Could every line below be transcribed exactly, with the pictures dropped?

======== Data supplied

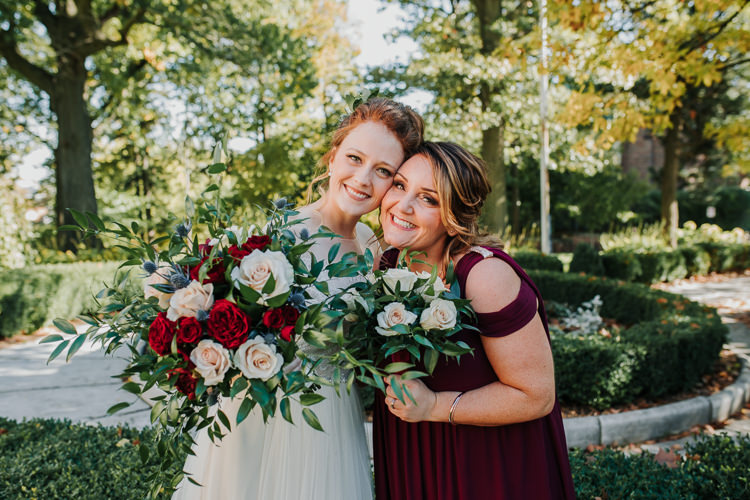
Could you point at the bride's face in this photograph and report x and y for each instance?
(410, 212)
(362, 168)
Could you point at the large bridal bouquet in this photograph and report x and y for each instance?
(397, 321)
(219, 314)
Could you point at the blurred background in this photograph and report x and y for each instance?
(114, 107)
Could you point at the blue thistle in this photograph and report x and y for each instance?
(179, 280)
(280, 203)
(297, 299)
(183, 229)
(149, 266)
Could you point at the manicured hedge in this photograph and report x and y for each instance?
(537, 260)
(668, 344)
(32, 297)
(712, 467)
(52, 459)
(48, 459)
(653, 266)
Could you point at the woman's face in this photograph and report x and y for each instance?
(410, 211)
(362, 168)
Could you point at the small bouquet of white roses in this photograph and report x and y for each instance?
(397, 322)
(221, 311)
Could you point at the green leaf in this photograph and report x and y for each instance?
(64, 326)
(60, 348)
(310, 399)
(217, 168)
(75, 346)
(398, 367)
(132, 387)
(311, 419)
(245, 407)
(117, 407)
(51, 338)
(430, 360)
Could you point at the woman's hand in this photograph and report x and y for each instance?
(410, 411)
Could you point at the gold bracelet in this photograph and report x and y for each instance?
(453, 408)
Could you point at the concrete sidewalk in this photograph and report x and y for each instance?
(84, 389)
(81, 390)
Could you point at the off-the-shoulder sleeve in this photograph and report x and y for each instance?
(512, 317)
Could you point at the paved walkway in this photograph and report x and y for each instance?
(84, 389)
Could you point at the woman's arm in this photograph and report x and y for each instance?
(522, 361)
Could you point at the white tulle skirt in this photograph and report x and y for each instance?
(282, 461)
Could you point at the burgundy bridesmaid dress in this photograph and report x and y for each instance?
(439, 461)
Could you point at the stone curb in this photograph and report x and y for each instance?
(652, 423)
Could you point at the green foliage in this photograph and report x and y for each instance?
(536, 260)
(669, 339)
(54, 459)
(586, 259)
(33, 296)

================

▸ **Exercise solution**
Could you point at the bride's face in this photograph and report x and y for each instance?
(410, 212)
(362, 168)
Could you point at the large bridal bouquet in this photograph and report x and y for each instance?
(397, 321)
(219, 314)
Could you point at the blurred background in this photograph and report x and y for each instance?
(114, 107)
Could you point at the blue thistle in this photograph and report x and y for each instance?
(179, 280)
(280, 203)
(297, 299)
(183, 229)
(149, 266)
Could you point at the manicured hedge in this photograph and report x and y for each instance?
(537, 260)
(668, 344)
(32, 297)
(712, 467)
(52, 459)
(48, 459)
(653, 266)
Could you point at the woman's face in this photograph and report x and y for each instance?
(410, 211)
(362, 168)
Could you point at the small bouquet of white roses in this photograph and report x and y for each instance?
(397, 322)
(221, 311)
Could you point at the green leaf in this photograph and report x and y for each instance?
(64, 326)
(60, 348)
(310, 399)
(217, 168)
(75, 346)
(398, 367)
(132, 387)
(311, 419)
(245, 407)
(117, 407)
(51, 338)
(430, 360)
Could you point at the woman's hand in this photograph and report x and y for each instance?
(410, 411)
Could you point at the gold bracelet in this photograph and report x and y for each instance?
(453, 408)
Could you point at the concrete sidewalk in this photograph and report x and y for each instance?
(84, 389)
(81, 390)
Could you point at the off-the-shoulder sleeve in this photograph and report x and y for each instance?
(512, 317)
Could you point at the paved walkway in this photograph and report x and y for each instance?
(84, 389)
Could you point at the woman's arm in this photograph and report x and y for each instance?
(522, 361)
Could you point at the white tulle skirt in this photograph and report x and y for each instance?
(282, 461)
Could you point at the burgundy bridesmaid dress in this photograph and report x and y for each instance?
(439, 461)
Could you point at the stone curb in this photograph and report x and y for each instance?
(652, 423)
Could you point at the green foliage in this photograph and report x and y for each instance?
(536, 260)
(669, 339)
(54, 459)
(586, 259)
(33, 296)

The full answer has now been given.